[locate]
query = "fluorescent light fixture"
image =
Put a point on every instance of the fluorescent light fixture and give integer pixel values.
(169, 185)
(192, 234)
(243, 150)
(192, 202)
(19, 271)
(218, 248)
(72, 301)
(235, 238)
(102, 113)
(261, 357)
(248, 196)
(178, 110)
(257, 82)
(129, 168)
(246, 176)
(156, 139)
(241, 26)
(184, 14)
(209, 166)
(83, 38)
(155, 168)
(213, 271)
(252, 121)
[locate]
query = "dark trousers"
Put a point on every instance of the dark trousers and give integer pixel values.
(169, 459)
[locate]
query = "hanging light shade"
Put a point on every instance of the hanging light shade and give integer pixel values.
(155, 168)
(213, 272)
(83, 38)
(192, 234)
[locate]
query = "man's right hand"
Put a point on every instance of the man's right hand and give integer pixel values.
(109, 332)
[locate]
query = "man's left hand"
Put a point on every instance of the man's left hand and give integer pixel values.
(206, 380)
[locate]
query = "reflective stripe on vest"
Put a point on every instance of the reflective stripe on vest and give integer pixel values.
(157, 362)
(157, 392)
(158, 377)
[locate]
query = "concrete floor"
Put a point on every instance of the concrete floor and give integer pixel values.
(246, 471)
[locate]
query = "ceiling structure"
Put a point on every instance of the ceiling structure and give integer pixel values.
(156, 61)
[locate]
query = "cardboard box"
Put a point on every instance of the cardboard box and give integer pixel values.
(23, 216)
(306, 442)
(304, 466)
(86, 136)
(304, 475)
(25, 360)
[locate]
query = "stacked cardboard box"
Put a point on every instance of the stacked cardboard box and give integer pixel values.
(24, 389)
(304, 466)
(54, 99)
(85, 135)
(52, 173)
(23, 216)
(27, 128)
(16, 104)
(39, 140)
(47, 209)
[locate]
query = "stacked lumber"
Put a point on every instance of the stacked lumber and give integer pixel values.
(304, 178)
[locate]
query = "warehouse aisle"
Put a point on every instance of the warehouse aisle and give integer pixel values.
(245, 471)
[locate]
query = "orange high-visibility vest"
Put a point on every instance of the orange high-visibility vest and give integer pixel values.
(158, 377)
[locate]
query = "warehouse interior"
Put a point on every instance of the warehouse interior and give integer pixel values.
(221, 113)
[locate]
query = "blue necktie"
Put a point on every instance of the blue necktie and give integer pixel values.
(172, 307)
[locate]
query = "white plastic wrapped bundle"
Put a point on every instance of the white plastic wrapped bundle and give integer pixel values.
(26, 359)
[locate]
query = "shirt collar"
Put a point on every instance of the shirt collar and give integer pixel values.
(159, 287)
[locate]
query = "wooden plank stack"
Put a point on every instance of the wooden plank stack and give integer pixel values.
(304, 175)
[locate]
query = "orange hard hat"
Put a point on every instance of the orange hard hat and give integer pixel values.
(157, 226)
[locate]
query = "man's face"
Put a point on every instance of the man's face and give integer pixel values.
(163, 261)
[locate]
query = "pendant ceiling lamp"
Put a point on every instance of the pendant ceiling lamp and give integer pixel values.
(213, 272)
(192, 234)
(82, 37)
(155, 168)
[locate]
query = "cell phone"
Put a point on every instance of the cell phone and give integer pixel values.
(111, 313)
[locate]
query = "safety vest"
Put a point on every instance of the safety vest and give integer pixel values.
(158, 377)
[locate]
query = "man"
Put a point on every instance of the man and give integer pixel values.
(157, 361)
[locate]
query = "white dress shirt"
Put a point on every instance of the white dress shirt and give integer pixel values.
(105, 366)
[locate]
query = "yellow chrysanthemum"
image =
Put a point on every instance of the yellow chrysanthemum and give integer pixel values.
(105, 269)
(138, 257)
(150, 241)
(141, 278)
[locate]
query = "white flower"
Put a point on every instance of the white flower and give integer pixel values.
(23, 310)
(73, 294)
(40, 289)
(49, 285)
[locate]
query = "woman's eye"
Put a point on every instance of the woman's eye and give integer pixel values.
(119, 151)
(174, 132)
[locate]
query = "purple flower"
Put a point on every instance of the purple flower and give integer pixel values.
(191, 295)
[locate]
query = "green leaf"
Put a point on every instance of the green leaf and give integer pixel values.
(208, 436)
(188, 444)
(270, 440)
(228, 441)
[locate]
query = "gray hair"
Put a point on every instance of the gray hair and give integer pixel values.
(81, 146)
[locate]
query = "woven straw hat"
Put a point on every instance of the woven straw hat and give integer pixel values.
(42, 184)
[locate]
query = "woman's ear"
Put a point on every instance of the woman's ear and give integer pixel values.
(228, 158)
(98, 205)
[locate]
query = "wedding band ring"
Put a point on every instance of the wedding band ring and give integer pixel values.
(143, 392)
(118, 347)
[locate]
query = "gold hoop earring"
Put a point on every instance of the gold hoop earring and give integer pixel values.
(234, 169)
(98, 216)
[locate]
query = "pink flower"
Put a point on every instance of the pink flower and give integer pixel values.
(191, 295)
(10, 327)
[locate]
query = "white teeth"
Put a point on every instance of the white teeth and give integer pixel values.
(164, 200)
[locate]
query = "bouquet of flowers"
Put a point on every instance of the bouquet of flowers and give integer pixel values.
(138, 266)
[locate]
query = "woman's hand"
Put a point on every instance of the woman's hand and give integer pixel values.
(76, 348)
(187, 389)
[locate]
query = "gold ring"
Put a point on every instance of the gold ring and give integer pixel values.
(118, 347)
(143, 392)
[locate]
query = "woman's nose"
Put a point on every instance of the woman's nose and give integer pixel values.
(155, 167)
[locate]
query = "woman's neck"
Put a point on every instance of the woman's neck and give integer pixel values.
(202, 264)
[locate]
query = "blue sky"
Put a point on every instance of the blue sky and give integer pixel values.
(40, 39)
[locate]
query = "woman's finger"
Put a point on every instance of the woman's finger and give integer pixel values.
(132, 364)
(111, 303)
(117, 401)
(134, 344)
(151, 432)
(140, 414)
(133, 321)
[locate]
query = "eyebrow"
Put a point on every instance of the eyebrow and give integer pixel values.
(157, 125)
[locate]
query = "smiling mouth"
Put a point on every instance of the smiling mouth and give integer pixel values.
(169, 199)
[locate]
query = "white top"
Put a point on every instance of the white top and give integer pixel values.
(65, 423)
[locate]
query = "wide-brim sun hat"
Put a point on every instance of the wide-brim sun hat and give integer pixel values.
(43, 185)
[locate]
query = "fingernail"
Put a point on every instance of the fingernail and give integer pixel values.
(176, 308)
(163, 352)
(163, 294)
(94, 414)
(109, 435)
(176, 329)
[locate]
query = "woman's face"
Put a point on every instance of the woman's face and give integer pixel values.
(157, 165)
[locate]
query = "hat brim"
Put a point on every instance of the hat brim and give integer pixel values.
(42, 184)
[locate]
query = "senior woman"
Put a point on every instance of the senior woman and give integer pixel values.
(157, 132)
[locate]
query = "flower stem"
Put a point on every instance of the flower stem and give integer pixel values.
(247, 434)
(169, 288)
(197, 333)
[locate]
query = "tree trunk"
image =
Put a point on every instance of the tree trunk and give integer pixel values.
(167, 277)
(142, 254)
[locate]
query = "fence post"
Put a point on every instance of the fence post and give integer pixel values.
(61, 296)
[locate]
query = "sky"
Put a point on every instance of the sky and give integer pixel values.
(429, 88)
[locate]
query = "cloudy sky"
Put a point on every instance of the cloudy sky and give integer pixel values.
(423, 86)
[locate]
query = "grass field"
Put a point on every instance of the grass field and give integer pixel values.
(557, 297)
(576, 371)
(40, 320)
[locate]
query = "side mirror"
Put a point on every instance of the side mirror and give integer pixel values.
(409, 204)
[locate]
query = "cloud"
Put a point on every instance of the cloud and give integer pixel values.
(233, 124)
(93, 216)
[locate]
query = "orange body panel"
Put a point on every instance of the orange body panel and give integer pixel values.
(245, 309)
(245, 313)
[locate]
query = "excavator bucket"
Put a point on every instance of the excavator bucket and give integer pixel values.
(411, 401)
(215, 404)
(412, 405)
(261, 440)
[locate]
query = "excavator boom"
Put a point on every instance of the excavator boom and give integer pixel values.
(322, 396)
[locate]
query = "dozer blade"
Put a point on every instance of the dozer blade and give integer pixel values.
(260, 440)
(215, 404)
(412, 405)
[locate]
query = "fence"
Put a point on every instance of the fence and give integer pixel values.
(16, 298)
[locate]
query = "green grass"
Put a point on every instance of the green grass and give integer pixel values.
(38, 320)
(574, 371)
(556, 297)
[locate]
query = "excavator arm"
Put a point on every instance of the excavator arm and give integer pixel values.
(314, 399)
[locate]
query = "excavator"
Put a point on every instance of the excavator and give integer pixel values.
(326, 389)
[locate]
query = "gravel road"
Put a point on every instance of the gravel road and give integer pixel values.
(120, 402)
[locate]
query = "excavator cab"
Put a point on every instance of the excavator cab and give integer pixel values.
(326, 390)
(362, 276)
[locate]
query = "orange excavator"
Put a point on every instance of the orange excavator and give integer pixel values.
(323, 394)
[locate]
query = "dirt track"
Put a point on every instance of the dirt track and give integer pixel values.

....

What is being asked
Collect each line above holding the string "dirt".

Task result
query = "dirt track"
Put a point on every instance of the dirt track and give integer pixel values.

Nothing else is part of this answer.